= Records to use =
_ _ _
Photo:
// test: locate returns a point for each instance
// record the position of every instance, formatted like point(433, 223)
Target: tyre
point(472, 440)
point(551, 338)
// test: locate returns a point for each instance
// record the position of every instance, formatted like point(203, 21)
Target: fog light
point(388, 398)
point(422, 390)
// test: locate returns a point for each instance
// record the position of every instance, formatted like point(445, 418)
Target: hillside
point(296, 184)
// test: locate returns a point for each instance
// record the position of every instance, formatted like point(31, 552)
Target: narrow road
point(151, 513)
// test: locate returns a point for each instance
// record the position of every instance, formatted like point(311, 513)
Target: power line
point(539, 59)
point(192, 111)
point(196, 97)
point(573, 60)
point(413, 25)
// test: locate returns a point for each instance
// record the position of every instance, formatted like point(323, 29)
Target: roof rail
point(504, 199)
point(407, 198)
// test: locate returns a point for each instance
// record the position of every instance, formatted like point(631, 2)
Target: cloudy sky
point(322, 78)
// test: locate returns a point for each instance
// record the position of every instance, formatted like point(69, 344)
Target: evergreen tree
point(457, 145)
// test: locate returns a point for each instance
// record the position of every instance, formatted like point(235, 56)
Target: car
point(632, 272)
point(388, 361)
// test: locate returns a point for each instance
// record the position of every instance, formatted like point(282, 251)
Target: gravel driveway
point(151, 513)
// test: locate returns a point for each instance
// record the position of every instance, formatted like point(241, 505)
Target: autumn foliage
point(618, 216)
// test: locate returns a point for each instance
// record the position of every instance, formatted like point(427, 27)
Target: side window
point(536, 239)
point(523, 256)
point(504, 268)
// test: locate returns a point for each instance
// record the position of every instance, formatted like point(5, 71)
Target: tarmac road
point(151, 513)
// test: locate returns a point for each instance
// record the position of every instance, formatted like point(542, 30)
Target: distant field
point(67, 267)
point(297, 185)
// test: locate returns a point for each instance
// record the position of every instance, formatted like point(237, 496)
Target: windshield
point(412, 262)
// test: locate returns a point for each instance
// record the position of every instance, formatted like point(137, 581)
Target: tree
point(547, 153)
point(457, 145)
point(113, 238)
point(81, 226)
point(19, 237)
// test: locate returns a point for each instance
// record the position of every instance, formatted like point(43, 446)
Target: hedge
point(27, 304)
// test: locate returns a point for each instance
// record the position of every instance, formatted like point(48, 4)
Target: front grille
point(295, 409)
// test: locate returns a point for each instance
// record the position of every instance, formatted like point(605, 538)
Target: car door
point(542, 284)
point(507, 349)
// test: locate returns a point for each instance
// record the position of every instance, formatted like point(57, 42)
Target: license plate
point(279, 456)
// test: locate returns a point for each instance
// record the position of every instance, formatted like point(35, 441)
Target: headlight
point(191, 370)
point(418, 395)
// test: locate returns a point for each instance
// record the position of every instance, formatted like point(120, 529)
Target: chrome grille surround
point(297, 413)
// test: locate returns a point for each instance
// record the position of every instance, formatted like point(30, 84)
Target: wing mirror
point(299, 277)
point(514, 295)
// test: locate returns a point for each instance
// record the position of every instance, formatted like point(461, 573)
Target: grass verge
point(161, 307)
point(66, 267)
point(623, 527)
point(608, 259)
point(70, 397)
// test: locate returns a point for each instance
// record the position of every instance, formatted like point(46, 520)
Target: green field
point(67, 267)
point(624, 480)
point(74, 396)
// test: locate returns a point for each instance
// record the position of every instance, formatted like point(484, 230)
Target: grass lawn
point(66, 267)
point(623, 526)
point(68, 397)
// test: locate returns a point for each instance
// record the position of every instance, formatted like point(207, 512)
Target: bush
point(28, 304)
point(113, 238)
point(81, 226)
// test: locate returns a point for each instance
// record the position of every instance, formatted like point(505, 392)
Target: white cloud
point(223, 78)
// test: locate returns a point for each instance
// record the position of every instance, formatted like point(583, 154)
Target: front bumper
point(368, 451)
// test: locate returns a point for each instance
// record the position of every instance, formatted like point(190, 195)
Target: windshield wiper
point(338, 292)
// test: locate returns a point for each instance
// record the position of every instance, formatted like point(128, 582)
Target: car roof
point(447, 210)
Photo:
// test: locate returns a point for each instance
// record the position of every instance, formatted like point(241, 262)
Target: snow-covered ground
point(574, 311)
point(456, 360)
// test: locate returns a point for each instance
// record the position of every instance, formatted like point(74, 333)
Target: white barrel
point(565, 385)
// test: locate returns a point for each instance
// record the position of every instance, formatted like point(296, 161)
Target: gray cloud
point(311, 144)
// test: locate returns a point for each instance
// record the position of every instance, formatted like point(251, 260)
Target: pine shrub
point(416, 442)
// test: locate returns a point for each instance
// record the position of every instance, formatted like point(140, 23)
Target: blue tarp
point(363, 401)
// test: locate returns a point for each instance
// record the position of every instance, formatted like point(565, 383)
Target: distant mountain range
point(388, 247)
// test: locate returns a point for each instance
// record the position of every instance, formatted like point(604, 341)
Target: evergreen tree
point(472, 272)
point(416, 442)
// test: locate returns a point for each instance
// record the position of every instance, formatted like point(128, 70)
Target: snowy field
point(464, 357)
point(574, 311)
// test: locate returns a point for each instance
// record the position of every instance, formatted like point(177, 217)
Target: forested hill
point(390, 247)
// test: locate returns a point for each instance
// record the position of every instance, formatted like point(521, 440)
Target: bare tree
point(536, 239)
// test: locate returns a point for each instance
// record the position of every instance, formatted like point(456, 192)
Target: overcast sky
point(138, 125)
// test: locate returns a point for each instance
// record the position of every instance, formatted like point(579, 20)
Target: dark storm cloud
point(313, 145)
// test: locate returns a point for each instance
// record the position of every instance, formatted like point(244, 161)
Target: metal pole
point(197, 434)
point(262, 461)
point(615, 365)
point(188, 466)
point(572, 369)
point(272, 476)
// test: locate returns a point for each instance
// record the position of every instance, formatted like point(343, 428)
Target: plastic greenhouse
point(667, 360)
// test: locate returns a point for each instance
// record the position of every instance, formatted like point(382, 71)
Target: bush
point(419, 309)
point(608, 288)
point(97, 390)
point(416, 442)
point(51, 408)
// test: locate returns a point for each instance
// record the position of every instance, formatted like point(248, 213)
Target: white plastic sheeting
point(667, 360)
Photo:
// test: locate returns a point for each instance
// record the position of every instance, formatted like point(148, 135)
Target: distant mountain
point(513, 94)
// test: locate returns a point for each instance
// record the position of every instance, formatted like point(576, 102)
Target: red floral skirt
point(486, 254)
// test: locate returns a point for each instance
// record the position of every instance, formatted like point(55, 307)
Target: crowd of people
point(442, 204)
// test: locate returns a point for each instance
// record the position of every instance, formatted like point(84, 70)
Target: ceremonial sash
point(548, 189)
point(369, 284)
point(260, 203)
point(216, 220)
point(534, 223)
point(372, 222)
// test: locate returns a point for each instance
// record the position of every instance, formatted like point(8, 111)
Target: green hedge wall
_ _ _
= Job =
Retype the data exactly as given.

= Result of this exercise =
Photo:
// test: locate returns a point for each instance
// record the position of every instance, formatted like point(433, 223)
Target: tyre
point(472, 440)
point(551, 338)
// test: locate returns a point for each instance
// record the position of every instance, formatted like point(203, 21)
Target: fog light
point(388, 398)
point(422, 390)
// test: locate returns a point for each instance
// record the position of every instance, formatted like point(445, 418)
Target: hillside
point(296, 184)
// test: locate returns a point for each instance
// record the position of every instance, formatted like point(31, 552)
Target: narrow road
point(151, 513)
// test: locate returns a point for each instance
// record the position of every instance, formatted like point(311, 513)
Target: power line
point(539, 59)
point(192, 111)
point(196, 97)
point(573, 60)
point(413, 25)
// test: locate returns a point for each instance
// record the position of every instance, formatted like point(323, 29)
Target: roof rail
point(504, 199)
point(407, 198)
// test: locate returns a point for each instance
// record the position of every instance, formatted like point(631, 2)
Target: cloudy sky
point(322, 78)
// test: locate returns a point for each instance
// record the position of every instance, formatted like point(69, 344)
Target: evergreen tree
point(457, 145)
// test: locate returns a point for each instance
// record the position of every instance, formatted like point(235, 56)
Target: car
point(632, 272)
point(388, 361)
// test: locate returns a point for each instance
// record the position of every instance, formatted like point(282, 251)
Target: gravel driveway
point(151, 513)
// test: locate returns a point for each instance
// record the position of every instance, formatted like point(241, 505)
Target: autumn foliage
point(618, 216)
// test: locate returns a point for each instance
// record the position of every instance, formatted like point(427, 27)
Target: side window
point(536, 239)
point(523, 256)
point(504, 268)
// test: locate returns a point for each instance
// record the position of every instance, formatted like point(5, 71)
Target: tarmac road
point(151, 513)
// test: locate returns a point for each instance
// record the position of every instance, formatted like point(542, 30)
Target: distant field
point(67, 267)
point(297, 185)
// test: locate returns a point for each instance
// record the position of every instance, formatted like point(237, 496)
Target: windshield
point(412, 262)
// test: locate returns a point for each instance
// record the position of every instance, formatted like point(137, 581)
Target: tree
point(547, 153)
point(457, 145)
point(113, 238)
point(81, 226)
point(19, 237)
// test: locate returns a point for each instance
// record the position of every instance, formatted like point(43, 446)
Target: hedge
point(27, 304)
// test: locate returns a point for each instance
// record the position of every instance, formatted like point(48, 4)
Target: front grille
point(295, 409)
// test: locate returns a point for each instance
// record the position of every instance, formatted like point(605, 538)
Target: car door
point(542, 284)
point(507, 349)
// test: locate returns a point for each instance
// record the position of every instance, formatted like point(57, 42)
Target: license plate
point(279, 456)
// test: locate returns a point for each instance
// record the position of every instance, formatted like point(35, 441)
Target: headlight
point(191, 370)
point(418, 395)
// test: locate returns a point for each instance
// record the position of every instance, formatted like point(120, 529)
Target: chrome grille surround
point(297, 413)
// test: locate returns a point for each instance
// record the position of every instance, formatted like point(30, 84)
Target: wing mirror
point(299, 277)
point(514, 295)
// test: locate returns a point for each instance
// record the position of every instance, formatted like point(461, 573)
Target: grass verge
point(161, 307)
point(66, 267)
point(623, 527)
point(608, 259)
point(70, 397)
// test: locate returns a point for each instance
// record the position of every instance, formatted like point(46, 520)
Target: green field
point(67, 267)
point(624, 480)
point(74, 396)
// test: locate returns a point for each instance
// record the position of every instance, formatted like point(484, 230)
Target: grass lawn
point(66, 267)
point(623, 526)
point(68, 397)
// test: locate returns a point for each instance
// record the position of every instance, formatted like point(207, 512)
Target: bush
point(28, 304)
point(113, 238)
point(81, 226)
// test: locate returns a point for each instance
// record the position of every instance, formatted like point(505, 392)
Target: white cloud
point(223, 78)
// test: locate returns a point for each instance
// record the position of every instance, formatted like point(583, 154)
Target: front bumper
point(368, 451)
// test: locate returns a point for each instance
// record the position of every instance, formatted like point(190, 195)
Target: windshield wiper
point(338, 292)
// test: locate returns a point for each instance
// record the position of every instance, formatted like point(128, 582)
Target: car roof
point(447, 210)
Photo:
// test: locate returns a point for each instance
// record the position of every instance, formatted like point(241, 262)
Target: snow-covered ground
point(574, 311)
point(456, 360)
// test: locate returns a point for each instance
// record the position of every instance, formatted like point(74, 333)
Target: white barrel
point(565, 385)
// test: locate returns a point for each instance
// record the position of every instance, formatted like point(296, 161)
Target: gray cloud
point(311, 144)
// test: locate returns a point for each instance
// record the position of every instance, formatted like point(251, 260)
Target: pine shrub
point(416, 442)
// test: locate returns a point for each instance
// record the position of every instance, formatted like point(140, 23)
Target: blue tarp
point(363, 401)
// test: locate returns a point for each instance
// record the position of every instance, formatted like point(565, 383)
Target: distant mountain range
point(388, 247)
// test: locate returns a point for each instance
// record the position of every instance, formatted like point(604, 341)
Target: evergreen tree
point(472, 272)
point(416, 442)
// test: locate returns a point for each instance
// record the position of every instance, formatted like point(128, 70)
Target: snowy field
point(464, 357)
point(574, 311)
// test: locate returns a point for each instance
// record the position of every instance, formatted like point(177, 217)
Target: forested hill
point(390, 247)
// test: locate returns a point for each instance
// record the position of every instance, formatted like point(521, 440)
Target: bare tree
point(536, 239)
// test: locate returns a point for each instance
// record the position of every instance, formatted like point(456, 192)
Target: overcast sky
point(138, 125)
// test: locate returns a point for each instance
// record the position of every instance, formatted like point(579, 20)
Target: dark storm cloud
point(313, 145)
// test: locate returns a point for each instance
// record the position of every instance, formatted like point(244, 161)
Target: metal pole
point(197, 434)
point(262, 461)
point(615, 365)
point(188, 466)
point(572, 369)
point(272, 476)
// test: locate returns a point for each instance
// record the position of every instance, formatted like point(343, 428)
Target: plastic greenhouse
point(667, 360)
// test: locate returns a point for each instance
// record the position of every instance, formatted like point(382, 71)
Target: bush
point(419, 309)
point(608, 288)
point(97, 390)
point(416, 442)
point(51, 408)
// test: locate returns a point for each instance
// record the position of every instance, formatted like point(248, 213)
Target: white plastic sheeting
point(667, 360)
Photo:
// test: locate returns a point for each instance
// record the position of every instance, formatted like point(148, 135)
Target: distant mountain
point(513, 94)
// test: locate returns a point for each instance
// record the position of every instance, formatted like point(576, 102)
Target: red floral skirt
point(486, 254)
// test: locate returns a point for each instance
// record the position of every instance, formatted like point(55, 307)
Target: crowd of people
point(442, 204)
// test: locate returns a point for each instance
// record the position of every instance, formatted like point(84, 70)
Target: ceremonial sash
point(548, 189)
point(369, 284)
point(260, 203)
point(216, 220)
point(534, 223)
point(372, 222)
// test: locate returns a point for each instance
// record the position of every instance, formatted like point(8, 111)
Target: green hedge wall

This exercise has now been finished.